# Okuma Metni:
Teze Cami Hareketi Yersiz!

PAYLAŞ
Malatya Birlik Gazetesi - MALATYA BİRLİK GAZETESİ

Malatya Hacı Yusuf Taş Camii veya Malatyalılarca Yeni Camii, özellikle de Teze Cami dediği camimiz… Tarihimize hayranlıkla, gururla dolu olarak baktığımız, Malatya olarak en başta gelen tarihi eserimiz.1843’te Hocazade Hacı Yusuf tarafından yaptırılmış ama elli yıl sonra yaşanan büyük depremde, yıkılmış; doğu yanındaki özgün minaresinin birinci şerefesinden alt kısmı dışında yerle bir olmuş.

Hakkında çeşitli söylenceler bulunan o minare, o haliyle aslanlar gibi yerinde duruyor.

# Girdi Listesi:
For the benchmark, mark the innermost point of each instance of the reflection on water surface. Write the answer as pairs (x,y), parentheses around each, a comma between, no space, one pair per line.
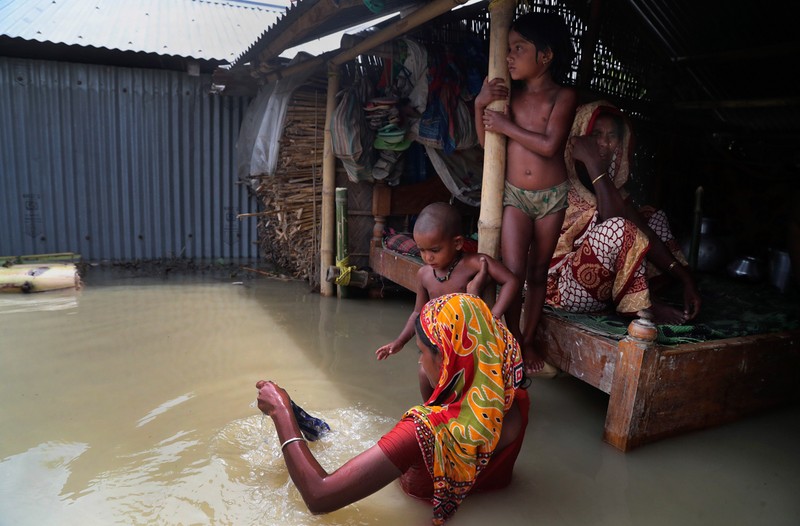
(130,402)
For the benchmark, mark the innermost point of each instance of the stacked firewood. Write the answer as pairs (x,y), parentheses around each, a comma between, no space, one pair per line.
(289,225)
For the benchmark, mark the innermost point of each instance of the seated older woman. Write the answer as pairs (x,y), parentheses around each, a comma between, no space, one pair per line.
(464,438)
(600,256)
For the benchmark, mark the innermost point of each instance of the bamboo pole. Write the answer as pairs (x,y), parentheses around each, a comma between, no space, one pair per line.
(328,186)
(494,161)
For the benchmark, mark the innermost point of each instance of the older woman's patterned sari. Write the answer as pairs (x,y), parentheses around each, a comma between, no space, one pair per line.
(597,264)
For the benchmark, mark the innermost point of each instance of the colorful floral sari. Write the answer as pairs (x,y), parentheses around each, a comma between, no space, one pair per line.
(459,426)
(597,264)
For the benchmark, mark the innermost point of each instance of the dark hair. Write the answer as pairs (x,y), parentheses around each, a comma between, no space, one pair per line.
(548,30)
(424,337)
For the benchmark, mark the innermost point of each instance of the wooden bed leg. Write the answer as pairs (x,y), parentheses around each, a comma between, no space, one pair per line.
(629,388)
(381,208)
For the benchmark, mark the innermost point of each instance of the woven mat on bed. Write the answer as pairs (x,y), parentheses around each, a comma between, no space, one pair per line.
(730,308)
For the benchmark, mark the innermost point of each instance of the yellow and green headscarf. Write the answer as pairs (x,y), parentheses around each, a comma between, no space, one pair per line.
(459,426)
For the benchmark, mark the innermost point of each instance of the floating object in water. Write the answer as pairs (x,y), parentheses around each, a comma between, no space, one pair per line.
(312,427)
(38,277)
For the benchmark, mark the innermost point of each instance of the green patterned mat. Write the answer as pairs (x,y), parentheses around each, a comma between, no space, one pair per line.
(730,308)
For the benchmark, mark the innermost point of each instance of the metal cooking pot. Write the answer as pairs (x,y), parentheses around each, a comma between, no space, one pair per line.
(747,267)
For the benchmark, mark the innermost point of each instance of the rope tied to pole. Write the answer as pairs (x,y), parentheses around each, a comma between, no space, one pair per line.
(345,271)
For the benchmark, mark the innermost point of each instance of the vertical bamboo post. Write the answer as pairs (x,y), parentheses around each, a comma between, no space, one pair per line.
(342,235)
(494,161)
(328,186)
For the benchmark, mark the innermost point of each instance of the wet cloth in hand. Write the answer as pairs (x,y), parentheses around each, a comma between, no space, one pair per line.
(312,427)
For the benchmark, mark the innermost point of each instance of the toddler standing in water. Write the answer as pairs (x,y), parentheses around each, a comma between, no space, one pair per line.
(447,269)
(536,123)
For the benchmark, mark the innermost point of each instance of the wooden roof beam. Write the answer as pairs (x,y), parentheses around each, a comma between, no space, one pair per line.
(304,27)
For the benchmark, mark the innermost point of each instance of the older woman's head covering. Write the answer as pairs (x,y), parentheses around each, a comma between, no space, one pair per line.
(459,426)
(620,168)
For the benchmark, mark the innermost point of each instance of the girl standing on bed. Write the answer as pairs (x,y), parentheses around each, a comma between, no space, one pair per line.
(536,124)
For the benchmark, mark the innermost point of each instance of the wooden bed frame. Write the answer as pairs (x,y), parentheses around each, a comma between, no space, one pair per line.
(654,391)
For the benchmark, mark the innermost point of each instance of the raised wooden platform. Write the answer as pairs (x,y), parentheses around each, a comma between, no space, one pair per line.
(654,391)
(657,391)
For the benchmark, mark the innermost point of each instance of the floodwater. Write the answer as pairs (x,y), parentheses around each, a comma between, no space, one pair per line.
(131,402)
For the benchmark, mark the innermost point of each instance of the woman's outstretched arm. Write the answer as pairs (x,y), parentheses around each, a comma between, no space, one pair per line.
(322,492)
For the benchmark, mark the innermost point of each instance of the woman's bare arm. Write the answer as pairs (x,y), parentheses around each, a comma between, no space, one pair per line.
(322,492)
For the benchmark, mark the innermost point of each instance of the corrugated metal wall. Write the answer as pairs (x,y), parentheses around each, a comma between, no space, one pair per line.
(119,164)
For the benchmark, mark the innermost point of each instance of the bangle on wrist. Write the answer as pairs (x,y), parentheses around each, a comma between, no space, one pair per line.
(295,439)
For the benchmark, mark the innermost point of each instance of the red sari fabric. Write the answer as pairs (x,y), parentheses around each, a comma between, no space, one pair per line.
(597,264)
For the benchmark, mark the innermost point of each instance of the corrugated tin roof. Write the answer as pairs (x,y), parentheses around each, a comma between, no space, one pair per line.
(204,30)
(312,19)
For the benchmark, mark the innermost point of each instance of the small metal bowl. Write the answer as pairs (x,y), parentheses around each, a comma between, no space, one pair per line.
(747,267)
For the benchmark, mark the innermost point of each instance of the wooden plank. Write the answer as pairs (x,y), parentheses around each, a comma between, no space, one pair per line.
(588,356)
(633,379)
(703,385)
(395,267)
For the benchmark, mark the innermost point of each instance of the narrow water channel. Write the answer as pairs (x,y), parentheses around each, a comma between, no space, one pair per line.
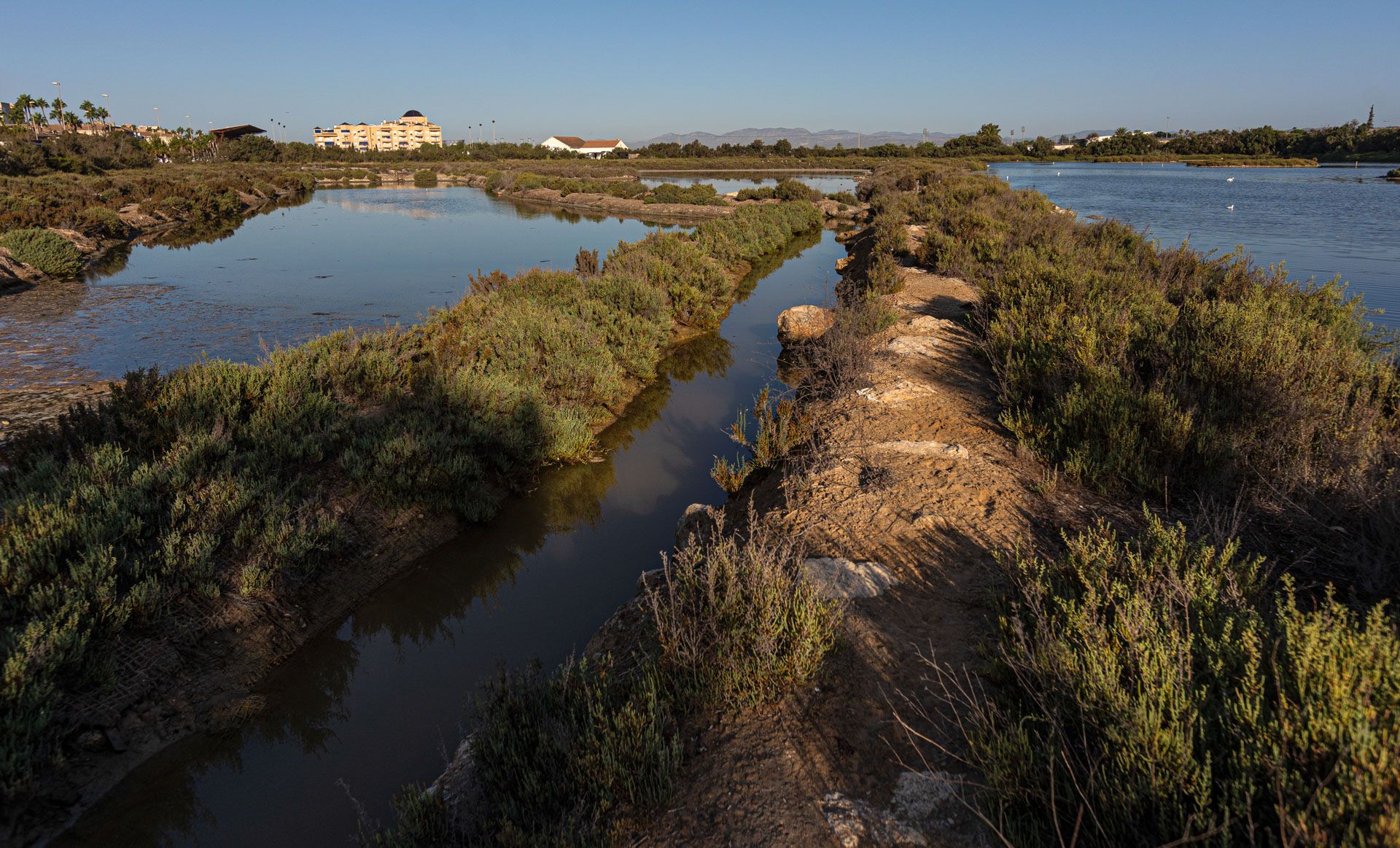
(383,699)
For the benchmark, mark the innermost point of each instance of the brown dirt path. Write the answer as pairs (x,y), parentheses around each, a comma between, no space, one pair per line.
(917,475)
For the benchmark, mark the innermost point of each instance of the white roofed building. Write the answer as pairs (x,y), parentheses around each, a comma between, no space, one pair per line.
(595,147)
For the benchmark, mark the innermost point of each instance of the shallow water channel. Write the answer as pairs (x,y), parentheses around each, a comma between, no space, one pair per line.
(383,699)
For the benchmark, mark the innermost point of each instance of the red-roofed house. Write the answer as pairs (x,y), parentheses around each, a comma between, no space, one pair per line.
(594,149)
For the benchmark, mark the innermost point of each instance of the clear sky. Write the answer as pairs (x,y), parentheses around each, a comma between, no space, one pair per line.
(636,70)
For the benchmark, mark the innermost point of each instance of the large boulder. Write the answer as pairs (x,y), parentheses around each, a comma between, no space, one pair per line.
(804,324)
(840,578)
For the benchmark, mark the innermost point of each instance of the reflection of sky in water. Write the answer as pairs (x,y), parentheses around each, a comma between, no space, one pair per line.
(284,277)
(377,701)
(1321,222)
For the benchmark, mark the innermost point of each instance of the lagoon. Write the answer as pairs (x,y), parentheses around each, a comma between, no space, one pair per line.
(1319,222)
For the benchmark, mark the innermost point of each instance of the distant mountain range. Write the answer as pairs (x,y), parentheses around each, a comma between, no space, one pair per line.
(800,138)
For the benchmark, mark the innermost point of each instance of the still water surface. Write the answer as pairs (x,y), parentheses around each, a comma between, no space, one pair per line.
(348,258)
(823,182)
(374,703)
(1321,222)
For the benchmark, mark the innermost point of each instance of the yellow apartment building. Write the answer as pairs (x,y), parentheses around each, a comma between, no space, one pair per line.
(409,132)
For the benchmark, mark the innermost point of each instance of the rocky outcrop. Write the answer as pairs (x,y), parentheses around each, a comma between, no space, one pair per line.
(840,578)
(804,324)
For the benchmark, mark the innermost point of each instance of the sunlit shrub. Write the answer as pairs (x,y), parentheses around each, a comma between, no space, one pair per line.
(45,251)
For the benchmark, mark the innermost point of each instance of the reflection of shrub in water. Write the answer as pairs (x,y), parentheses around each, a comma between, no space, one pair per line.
(45,251)
(230,473)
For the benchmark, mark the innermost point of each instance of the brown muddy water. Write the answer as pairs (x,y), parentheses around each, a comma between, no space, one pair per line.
(383,699)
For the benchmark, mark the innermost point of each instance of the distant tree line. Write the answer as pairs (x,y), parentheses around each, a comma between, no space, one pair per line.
(1348,140)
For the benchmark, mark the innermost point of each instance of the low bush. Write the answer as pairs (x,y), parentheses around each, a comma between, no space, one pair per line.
(228,481)
(761,193)
(1156,693)
(558,758)
(782,429)
(796,190)
(1178,376)
(45,251)
(736,623)
(696,195)
(586,753)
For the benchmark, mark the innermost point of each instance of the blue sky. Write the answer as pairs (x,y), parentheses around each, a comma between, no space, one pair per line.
(639,70)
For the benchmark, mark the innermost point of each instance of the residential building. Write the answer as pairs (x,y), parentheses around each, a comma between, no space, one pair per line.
(409,132)
(594,149)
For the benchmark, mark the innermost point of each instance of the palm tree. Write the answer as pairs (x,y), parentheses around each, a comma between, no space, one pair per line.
(39,112)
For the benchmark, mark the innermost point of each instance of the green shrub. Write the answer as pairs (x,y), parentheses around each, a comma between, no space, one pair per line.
(796,190)
(736,623)
(696,195)
(783,427)
(583,753)
(45,251)
(559,756)
(421,820)
(1178,376)
(761,193)
(1155,692)
(225,479)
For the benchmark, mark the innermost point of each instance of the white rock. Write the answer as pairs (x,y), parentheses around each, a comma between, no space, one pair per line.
(928,448)
(838,577)
(804,324)
(903,391)
(922,796)
(928,324)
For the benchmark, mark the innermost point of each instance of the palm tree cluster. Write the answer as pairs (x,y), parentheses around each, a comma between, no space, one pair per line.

# Aşağıdakileri Tamamlayın:
[1] Okuma metninde "Teze Cami Hareketi" ifadesinden "gibi yerinde duruyor." ifadesine kadar uzanan her şeyi aynen yazar mısın?
[2] Okuma metninde caminin anıldığı adların hepsi hangileridir?

# Görev Çözümleri:
[1]
Teze Cami Hareketi Yersiz!

PAYLAŞ
Malatya Birlik Gazetesi - MALATYA BİRLİK GAZETESİ

Malatya Hacı Yusuf Taş Camii veya Malatyalılarca Yeni Camii, özellikle de Teze Cami dediği camimiz… Tarihimize hayranlıkla, gururla dolu olarak baktığımız, Malatya olarak en başta gelen tarihi eserimiz.1843’te Hocazade Hacı Yusuf tarafından yaptırılmış ama elli yıl sonra yaşanan büyük depremde, yıkılmış; doğu yanındaki özgün minaresinin birinci şerefesinden alt kısmı dışında yerle bir olmuş.

Hakkında çeşitli söylenceler bulunan o minare, o haliyle aslanlar gibi yerinde duruyor.

[2]
Malatya Hacı Yusuf Taş Camii
Yeni Camii
Teze Cami